BEGIN

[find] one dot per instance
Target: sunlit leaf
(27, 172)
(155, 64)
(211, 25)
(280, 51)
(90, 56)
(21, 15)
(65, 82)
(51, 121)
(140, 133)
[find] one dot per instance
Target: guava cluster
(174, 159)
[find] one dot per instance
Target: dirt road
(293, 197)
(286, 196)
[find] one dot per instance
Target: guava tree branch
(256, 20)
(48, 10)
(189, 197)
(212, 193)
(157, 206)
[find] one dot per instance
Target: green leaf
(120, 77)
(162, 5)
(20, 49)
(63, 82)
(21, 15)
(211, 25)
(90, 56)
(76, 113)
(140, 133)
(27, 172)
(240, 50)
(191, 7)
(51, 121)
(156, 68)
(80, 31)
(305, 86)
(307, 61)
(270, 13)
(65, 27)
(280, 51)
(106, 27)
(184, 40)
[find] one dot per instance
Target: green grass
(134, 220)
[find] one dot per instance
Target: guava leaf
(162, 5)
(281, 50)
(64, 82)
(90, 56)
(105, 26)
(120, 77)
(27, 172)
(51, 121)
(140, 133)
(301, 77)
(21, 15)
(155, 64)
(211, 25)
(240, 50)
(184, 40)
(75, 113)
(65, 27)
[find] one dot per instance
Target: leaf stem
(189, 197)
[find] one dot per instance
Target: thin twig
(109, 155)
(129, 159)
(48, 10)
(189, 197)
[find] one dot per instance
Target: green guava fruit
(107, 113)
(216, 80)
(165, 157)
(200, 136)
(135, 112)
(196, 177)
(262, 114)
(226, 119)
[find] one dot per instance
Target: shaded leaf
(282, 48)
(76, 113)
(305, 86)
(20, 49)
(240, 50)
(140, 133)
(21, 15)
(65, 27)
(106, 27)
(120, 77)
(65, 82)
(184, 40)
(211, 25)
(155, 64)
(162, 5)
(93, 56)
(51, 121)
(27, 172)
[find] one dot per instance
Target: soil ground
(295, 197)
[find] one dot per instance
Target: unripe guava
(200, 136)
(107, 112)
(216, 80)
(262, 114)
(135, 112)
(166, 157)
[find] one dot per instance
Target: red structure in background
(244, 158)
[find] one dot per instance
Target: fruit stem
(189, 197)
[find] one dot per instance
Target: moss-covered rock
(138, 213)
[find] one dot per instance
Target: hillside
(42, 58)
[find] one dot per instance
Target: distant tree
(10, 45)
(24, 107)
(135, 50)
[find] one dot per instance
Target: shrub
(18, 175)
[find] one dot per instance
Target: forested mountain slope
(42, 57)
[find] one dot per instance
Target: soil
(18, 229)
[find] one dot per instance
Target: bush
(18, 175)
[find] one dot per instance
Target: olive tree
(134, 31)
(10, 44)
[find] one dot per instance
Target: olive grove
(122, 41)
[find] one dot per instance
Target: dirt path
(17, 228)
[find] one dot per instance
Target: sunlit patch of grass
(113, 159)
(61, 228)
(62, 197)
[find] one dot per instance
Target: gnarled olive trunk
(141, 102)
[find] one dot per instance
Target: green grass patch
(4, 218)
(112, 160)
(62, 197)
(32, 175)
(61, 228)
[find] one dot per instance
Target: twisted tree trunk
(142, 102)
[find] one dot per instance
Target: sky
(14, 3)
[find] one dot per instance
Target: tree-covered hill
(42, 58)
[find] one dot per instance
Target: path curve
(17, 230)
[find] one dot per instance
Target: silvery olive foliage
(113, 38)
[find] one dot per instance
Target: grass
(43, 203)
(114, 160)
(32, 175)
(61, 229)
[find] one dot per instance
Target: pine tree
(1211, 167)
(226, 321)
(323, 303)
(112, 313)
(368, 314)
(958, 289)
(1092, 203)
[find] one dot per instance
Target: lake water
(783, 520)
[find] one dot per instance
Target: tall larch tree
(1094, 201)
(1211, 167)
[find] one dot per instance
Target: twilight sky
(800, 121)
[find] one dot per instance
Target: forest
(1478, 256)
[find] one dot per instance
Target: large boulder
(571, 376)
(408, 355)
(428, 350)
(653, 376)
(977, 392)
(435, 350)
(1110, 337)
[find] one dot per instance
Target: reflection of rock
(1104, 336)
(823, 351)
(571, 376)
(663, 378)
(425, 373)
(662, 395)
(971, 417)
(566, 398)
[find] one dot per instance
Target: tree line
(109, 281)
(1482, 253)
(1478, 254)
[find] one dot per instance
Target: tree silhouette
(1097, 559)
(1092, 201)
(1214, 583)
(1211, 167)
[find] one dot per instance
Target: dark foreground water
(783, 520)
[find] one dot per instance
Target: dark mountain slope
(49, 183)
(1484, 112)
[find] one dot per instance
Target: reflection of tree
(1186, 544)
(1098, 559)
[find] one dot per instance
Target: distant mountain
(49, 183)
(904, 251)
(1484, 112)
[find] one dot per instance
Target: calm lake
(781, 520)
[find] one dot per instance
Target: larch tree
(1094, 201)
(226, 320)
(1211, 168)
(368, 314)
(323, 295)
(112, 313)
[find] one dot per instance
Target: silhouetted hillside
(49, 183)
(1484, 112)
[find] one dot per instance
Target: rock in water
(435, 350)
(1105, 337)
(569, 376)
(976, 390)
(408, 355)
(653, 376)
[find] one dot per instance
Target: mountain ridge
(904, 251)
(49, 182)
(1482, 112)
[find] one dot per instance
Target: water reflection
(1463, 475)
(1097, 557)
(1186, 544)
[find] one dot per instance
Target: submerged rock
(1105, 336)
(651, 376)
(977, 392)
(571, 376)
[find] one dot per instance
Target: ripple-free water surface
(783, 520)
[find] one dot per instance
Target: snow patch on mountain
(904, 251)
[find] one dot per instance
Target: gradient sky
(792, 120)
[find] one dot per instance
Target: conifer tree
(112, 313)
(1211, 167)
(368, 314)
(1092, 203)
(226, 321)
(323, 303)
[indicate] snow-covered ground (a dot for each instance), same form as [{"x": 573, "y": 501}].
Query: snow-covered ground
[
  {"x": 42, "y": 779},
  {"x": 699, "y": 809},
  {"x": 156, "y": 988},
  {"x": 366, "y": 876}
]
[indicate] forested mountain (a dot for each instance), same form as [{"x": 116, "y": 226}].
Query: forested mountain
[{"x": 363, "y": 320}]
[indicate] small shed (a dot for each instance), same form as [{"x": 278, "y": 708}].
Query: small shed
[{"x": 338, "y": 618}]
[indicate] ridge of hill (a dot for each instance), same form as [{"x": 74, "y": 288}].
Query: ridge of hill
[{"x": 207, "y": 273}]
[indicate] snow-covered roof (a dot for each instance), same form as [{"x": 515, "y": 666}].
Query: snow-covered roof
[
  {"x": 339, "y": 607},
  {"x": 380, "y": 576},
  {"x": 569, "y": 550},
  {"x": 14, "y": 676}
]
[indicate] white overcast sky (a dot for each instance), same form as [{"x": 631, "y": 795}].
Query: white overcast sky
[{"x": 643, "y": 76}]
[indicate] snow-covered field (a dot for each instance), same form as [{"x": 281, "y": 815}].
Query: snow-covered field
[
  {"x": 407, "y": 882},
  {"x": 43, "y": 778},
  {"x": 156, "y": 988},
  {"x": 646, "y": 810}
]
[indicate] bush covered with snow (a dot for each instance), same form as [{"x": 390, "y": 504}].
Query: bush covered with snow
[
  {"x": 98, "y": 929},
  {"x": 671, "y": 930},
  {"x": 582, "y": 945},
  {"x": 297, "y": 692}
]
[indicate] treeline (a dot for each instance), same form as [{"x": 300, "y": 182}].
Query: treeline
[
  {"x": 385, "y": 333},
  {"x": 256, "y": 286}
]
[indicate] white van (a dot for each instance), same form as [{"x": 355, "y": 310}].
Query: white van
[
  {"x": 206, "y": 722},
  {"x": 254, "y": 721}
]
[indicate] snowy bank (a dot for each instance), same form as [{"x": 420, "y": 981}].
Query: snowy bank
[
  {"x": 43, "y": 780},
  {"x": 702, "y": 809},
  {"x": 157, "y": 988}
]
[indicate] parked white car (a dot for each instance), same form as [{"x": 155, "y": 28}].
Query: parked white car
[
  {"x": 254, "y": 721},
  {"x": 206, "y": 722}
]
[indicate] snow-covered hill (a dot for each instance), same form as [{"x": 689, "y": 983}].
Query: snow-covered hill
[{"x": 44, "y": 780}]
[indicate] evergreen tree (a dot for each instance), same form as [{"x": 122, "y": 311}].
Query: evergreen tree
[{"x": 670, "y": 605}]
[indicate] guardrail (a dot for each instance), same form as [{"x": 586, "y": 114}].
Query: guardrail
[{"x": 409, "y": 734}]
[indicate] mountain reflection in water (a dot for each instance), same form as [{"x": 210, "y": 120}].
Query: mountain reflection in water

END

Work required
Of all the entries above, retype exactly the lines from the line with "[indicate] ridge of" to the line with "[indicate] snow-covered roof", both included, and no others.

The answer
[indicate] ridge of hill (a dot for each instance), same form as [{"x": 74, "y": 288}].
Query: ridge of hill
[{"x": 207, "y": 273}]
[indicate] snow-covered roof (a dot for each instance), same form as [{"x": 515, "y": 666}].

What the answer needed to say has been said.